# [YOUR ASSIGNMENT]
Please count the lines in the listing below where the word "rocky" appears. Give the number only.

-- INPUT follows --

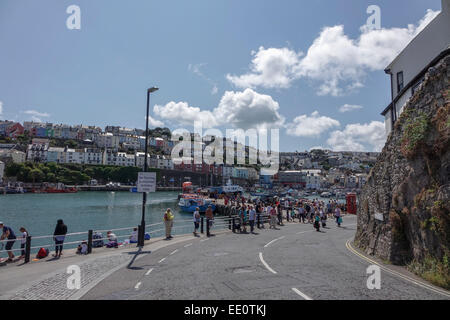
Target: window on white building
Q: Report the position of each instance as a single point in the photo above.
(400, 84)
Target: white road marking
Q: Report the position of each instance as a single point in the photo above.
(265, 264)
(301, 294)
(270, 243)
(149, 271)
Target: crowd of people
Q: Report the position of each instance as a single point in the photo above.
(312, 211)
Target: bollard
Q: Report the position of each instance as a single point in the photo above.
(201, 226)
(141, 235)
(28, 249)
(90, 232)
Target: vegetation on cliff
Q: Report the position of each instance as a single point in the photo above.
(410, 186)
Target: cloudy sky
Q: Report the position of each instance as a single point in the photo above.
(310, 68)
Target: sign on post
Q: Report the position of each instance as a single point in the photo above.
(146, 182)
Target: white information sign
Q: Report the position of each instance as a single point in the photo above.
(146, 182)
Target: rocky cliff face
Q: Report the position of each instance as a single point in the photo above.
(403, 213)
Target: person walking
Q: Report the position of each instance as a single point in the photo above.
(279, 215)
(287, 208)
(317, 221)
(244, 217)
(337, 214)
(168, 222)
(301, 214)
(209, 220)
(323, 217)
(273, 217)
(23, 241)
(251, 219)
(59, 236)
(196, 220)
(8, 233)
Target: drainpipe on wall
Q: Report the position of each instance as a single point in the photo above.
(393, 113)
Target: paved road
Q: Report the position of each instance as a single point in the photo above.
(294, 262)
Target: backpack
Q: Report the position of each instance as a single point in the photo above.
(42, 253)
(97, 243)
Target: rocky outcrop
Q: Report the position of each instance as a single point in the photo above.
(403, 213)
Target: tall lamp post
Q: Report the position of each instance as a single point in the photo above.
(144, 194)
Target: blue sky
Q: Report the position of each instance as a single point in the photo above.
(98, 75)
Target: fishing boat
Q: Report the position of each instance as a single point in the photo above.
(189, 202)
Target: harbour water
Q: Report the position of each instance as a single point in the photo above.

-- INPUT concluded --

# [ANSWER BELOW]
2